DIRECTION: Format the records below as a numbered list with blank lines omitted, and leave the pictures out.
+ + + + + + +
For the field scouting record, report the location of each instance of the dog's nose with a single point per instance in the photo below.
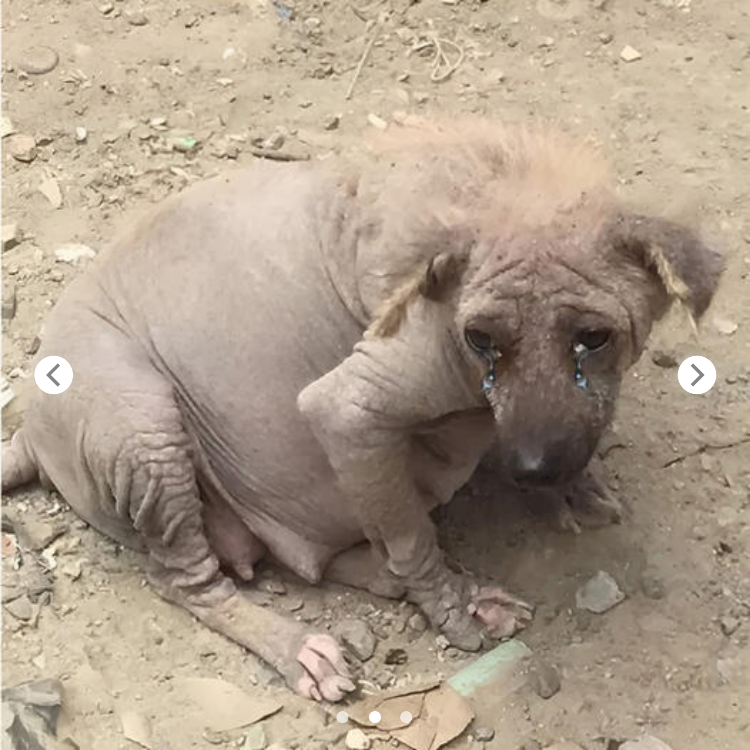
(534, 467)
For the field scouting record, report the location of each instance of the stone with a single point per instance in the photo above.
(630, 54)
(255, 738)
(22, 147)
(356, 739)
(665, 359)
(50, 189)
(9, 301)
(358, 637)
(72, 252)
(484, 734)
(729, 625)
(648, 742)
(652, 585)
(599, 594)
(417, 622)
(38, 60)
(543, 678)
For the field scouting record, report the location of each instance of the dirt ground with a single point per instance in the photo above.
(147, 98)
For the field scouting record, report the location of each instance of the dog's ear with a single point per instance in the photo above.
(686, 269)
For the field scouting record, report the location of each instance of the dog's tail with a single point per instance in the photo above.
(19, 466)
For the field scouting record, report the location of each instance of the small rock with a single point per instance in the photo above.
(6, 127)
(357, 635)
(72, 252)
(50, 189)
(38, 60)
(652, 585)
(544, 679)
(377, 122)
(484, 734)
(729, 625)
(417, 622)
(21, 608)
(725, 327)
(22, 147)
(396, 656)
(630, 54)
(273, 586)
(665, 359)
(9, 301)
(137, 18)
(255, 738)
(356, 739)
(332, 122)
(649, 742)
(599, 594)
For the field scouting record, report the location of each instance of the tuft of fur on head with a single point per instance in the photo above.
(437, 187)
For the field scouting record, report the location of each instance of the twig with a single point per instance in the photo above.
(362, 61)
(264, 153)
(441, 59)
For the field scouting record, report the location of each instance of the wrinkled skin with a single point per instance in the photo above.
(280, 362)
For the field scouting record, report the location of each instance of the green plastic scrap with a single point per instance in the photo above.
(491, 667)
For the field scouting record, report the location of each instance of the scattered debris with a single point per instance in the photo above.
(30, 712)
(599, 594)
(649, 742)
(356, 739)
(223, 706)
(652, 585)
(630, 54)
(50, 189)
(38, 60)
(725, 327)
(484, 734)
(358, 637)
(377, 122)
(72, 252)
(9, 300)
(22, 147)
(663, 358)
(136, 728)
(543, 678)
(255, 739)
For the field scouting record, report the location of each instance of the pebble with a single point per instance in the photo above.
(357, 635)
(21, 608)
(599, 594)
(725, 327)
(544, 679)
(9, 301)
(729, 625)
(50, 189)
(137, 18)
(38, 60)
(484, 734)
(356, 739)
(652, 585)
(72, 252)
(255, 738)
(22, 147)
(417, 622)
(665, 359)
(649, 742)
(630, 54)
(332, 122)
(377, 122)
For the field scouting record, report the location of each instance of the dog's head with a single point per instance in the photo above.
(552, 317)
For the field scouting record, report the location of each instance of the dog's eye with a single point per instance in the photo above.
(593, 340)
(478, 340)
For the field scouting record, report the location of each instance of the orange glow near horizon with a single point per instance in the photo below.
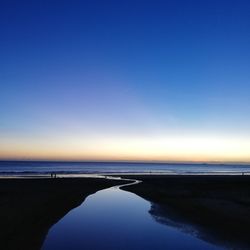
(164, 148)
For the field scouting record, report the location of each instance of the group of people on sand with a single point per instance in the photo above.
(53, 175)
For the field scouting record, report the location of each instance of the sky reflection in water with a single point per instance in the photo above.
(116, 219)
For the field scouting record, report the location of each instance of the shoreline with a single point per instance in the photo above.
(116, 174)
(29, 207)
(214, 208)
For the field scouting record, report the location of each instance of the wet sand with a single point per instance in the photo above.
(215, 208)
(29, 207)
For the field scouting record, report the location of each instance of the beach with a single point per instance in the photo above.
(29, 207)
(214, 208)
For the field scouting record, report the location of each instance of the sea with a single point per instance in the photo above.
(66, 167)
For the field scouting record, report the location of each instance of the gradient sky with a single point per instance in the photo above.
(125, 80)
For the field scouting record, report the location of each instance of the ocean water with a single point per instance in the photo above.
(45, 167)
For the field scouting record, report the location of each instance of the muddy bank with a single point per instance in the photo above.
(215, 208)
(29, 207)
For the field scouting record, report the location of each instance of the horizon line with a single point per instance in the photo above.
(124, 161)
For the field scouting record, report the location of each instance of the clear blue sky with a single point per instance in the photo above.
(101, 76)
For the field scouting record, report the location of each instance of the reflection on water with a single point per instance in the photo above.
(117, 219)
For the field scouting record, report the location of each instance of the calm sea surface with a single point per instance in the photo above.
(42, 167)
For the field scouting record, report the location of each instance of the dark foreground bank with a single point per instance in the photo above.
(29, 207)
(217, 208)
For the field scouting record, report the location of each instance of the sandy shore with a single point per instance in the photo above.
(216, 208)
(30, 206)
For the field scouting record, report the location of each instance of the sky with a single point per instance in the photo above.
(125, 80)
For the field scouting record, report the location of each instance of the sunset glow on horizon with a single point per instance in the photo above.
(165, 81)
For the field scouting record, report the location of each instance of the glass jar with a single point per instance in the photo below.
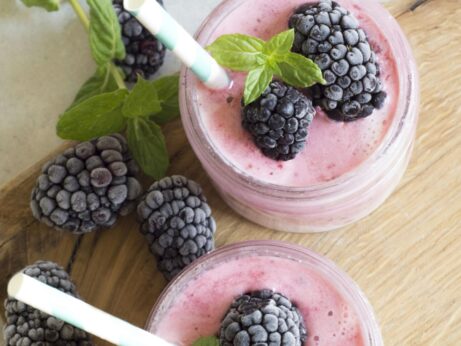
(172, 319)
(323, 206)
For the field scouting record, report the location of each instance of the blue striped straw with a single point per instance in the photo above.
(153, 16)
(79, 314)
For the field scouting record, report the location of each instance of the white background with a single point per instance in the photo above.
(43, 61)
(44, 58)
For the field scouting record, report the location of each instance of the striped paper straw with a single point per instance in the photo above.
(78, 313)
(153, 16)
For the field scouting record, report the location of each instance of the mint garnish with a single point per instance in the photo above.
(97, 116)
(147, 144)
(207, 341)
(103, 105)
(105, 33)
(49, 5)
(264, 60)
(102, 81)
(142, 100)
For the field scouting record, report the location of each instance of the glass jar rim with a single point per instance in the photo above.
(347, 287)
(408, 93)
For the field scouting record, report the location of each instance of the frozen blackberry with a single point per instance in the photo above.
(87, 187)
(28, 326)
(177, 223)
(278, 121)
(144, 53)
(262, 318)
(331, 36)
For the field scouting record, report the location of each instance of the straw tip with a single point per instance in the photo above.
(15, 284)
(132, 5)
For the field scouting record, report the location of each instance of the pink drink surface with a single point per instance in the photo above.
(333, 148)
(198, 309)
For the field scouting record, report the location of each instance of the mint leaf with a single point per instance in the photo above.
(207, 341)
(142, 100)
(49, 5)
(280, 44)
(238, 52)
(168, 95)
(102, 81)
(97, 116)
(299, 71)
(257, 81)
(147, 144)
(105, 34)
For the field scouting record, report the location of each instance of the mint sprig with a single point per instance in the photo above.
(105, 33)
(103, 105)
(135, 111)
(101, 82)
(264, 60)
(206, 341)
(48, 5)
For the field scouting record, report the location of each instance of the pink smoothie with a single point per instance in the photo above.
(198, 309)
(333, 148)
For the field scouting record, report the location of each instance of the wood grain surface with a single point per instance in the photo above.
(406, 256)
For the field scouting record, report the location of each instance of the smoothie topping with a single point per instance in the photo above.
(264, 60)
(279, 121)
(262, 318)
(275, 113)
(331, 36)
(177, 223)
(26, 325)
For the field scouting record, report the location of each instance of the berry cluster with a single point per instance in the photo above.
+ + + + + + +
RESULT:
1. For the field scouting record, report the location of each instance of the dog's nose with a single point per instance in the photo below.
2. (534, 467)
3. For the field scouting record, report the location of each instance of the stone with a single point per instance in the photo above.
4. (630, 54)
5. (255, 738)
6. (22, 147)
7. (356, 739)
8. (665, 359)
9. (50, 189)
10. (9, 301)
11. (358, 637)
12. (72, 252)
13. (484, 734)
14. (729, 625)
15. (648, 742)
16. (652, 585)
17. (599, 594)
18. (417, 622)
19. (38, 60)
20. (543, 678)
21. For the field scouting record, report the location of each instance of the dirt ground with a single point per instance in the photo above.
22. (147, 98)
23. For the field scouting record, report the location of each instance of the dog's ear with a single point per instance in the photo above.
24. (686, 269)
25. For the field scouting record, report the location of each instance of the dog's tail with a single point per instance in the photo above.
26. (19, 466)
27. For the field scouting record, report the location of each instance of the small rock with a single point per instance in the photo above.
28. (6, 127)
29. (357, 635)
30. (72, 252)
31. (50, 189)
32. (38, 60)
33. (652, 585)
34. (544, 679)
35. (377, 122)
36. (484, 734)
37. (729, 625)
38. (417, 622)
39. (21, 608)
40. (725, 327)
41. (22, 147)
42. (396, 656)
43. (630, 54)
44. (273, 586)
45. (665, 359)
46. (9, 301)
47. (137, 18)
48. (255, 738)
49. (356, 739)
50. (332, 122)
51. (649, 742)
52. (599, 594)
53. For the field scouting record, report the location of each instance of the tuft of fur on head with a single point per instance in the photo above.
54. (437, 187)
55. For the field scouting record, report the location of each instance of the twig with a single point per instance in the photo above.
56. (362, 61)
57. (264, 153)
58. (441, 59)
59. For the field scouting record, report the location of each instance of the wrinkled skin with a single point per instance in the photo above.
60. (280, 362)
61. For the field scouting record, report the location of each instance of the green plastic scrap with a single point per instance in the photo above.
62. (491, 667)
63. For the field scouting record, report the location of each instance of the scattered debris with a single point per instance in the photo above.
64. (30, 712)
65. (599, 594)
66. (649, 742)
67. (356, 739)
68. (223, 706)
69. (652, 585)
70. (630, 54)
71. (50, 189)
72. (38, 60)
73. (725, 327)
74. (484, 734)
75. (358, 637)
76. (377, 122)
77. (72, 252)
78. (9, 300)
79. (22, 147)
80. (663, 358)
81. (136, 728)
82. (543, 678)
83. (255, 739)
84. For the field scouting record, report the location of each instance of the pebble with a single point per instance in the photo above.
85. (357, 635)
86. (21, 608)
87. (599, 594)
88. (725, 327)
89. (544, 679)
90. (9, 301)
91. (729, 625)
92. (50, 189)
93. (137, 18)
94. (38, 60)
95. (484, 734)
96. (356, 739)
97. (652, 585)
98. (72, 252)
99. (255, 738)
100. (22, 147)
101. (417, 622)
102. (665, 359)
103. (649, 742)
104. (630, 54)
105. (332, 122)
106. (377, 122)
107. For the field scouting record, report the location of each instance of the dog's head with a single point per instance in the photo above.
108. (552, 317)
109. For the field scouting record, report the location of each instance of the dog's eye with a single point per instance in the photo above.
110. (593, 340)
111. (478, 340)
112. For the field scouting record, report the location of each instance of the orange glow near horizon with a single point per instance in the photo below.
113. (164, 148)
114. For the field scouting record, report the location of each instance of the group of people on sand with a single point per instance in the photo above.
115. (53, 175)
116. For the field scouting record, report the location of each instance of the sky reflection in water with a single point per instance in the photo above.
117. (116, 219)
118. For the field scouting record, report the location of each instance of the shoreline with a single point per instance in the photo above.
119. (116, 174)
120. (29, 207)
121. (214, 208)
122. For the field scouting record, report the location of each instance of the wet sand with a single point per instance in the photo above.
123. (215, 208)
124. (29, 207)
125. For the field scouting record, report the location of each instance of the beach with a single point per instance in the photo above.
126. (29, 207)
127. (214, 208)
128. For the field scouting record, report the location of each instance of the sea with a single point per instance in the photo above.
129. (66, 167)
130. For the field scouting record, report the location of each instance of the gradient sky with a single point per instance in the photo above.
131. (125, 80)
132. For the field scouting record, report the location of each instance of the ocean water with a single point per instance in the photo above.
133. (45, 167)
134. For the field scouting record, report the location of each instance of the muddy bank with a single point per instance in the photo above.
135. (215, 208)
136. (29, 207)
137. For the field scouting record, report the location of each instance of the horizon line with a single point per instance in the photo above.
138. (124, 161)
139. For the field scouting record, report the location of each instance of the clear blue sky with a single point per instance in the photo above.
140. (101, 76)
141. For the field scouting record, report the location of each instance of the reflection on water with a single point per instance in the photo above.
142. (117, 219)
143. For the field scouting record, report the location of each instance of the calm sea surface with a single point per instance in the photo above.
144. (42, 167)
145. For the field scouting record, report the location of each instance of the dark foreground bank with a single point per instance in the photo above.
146. (29, 207)
147. (217, 208)
148. For the field scouting record, report the location of each instance of the sandy shore with a single point per instance in the photo above.
149. (216, 208)
150. (30, 206)
151. For the field scouting record, report the location of each instance of the sky with a single point per instance in the photo above.
152. (125, 80)
153. For the field scouting record, report the location of each instance of the sunset glow on horizon with a single point per instance in the photo above.
154. (165, 81)
155. For the field scouting record, report the location of each instance of the glass jar with a single point per instance in the photo below.
156. (172, 319)
157. (323, 206)
158. For the field scouting record, report the location of each instance of the blue striped straw with a single point per instance in the photo above.
159. (153, 16)
160. (79, 314)
161. For the field scouting record, report the location of each instance of the white background with a single point per instance in the photo above.
162. (43, 61)
163. (44, 58)
164. For the field scouting record, report the location of each instance of the striped paper straw with a single point per instance in the photo above.
165. (78, 313)
166. (153, 16)
167. For the field scouting record, report the location of each instance of the mint garnish with a single point per instance in the photo above.
168. (97, 116)
169. (147, 144)
170. (207, 341)
171. (103, 105)
172. (105, 33)
173. (49, 5)
174. (264, 60)
175. (102, 81)
176. (142, 100)
177. For the field scouting record, report the location of each instance of the glass jar rim with a single point per instance in the photo above.
178. (347, 287)
179. (408, 93)
180. For the field scouting record, report the location of each instance of the frozen blackberry with a single point per instance in the photo above.
181. (87, 187)
182. (28, 326)
183. (177, 223)
184. (278, 121)
185. (144, 53)
186. (262, 318)
187. (331, 36)
188. For the field scouting record, report the location of each instance of the straw tip with a single point per instance in the photo above.
189. (15, 284)
190. (132, 5)
191. For the field scouting record, report the location of each instance of the pink drink surface with a single point per instance in the photo above.
192. (333, 148)
193. (198, 309)
194. For the field scouting record, report the location of each instance of the mint leaf with a single point per instance in the photo above.
195. (207, 341)
196. (142, 100)
197. (49, 5)
198. (280, 44)
199. (238, 52)
200. (168, 95)
201. (102, 81)
202. (97, 116)
203. (299, 71)
204. (257, 81)
205. (147, 144)
206. (105, 34)
207. For the field scouting record, report the location of each instance of the mint sprig with a single point per instance in the photo above.
208. (105, 33)
209. (103, 105)
210. (135, 111)
211. (101, 82)
212. (264, 60)
213. (206, 341)
214. (48, 5)
215. For the field scouting record, report the location of each instance of the pink smoothie with a single point per instance in the photo above.
216. (198, 309)
217. (333, 148)
218. For the field scouting record, report the location of each instance of the wood grain surface with a single point per instance in the photo above.
219. (406, 256)
220. For the field scouting record, report the location of each instance of the smoothie topping with a single point per instance in the photo above.
221. (264, 60)
222. (279, 121)
223. (262, 318)
224. (275, 113)
225. (331, 36)
226. (177, 223)
227. (26, 325)
228. For the field scouting record, report the location of each instance of the berry cluster with a single point per instance in the photo above.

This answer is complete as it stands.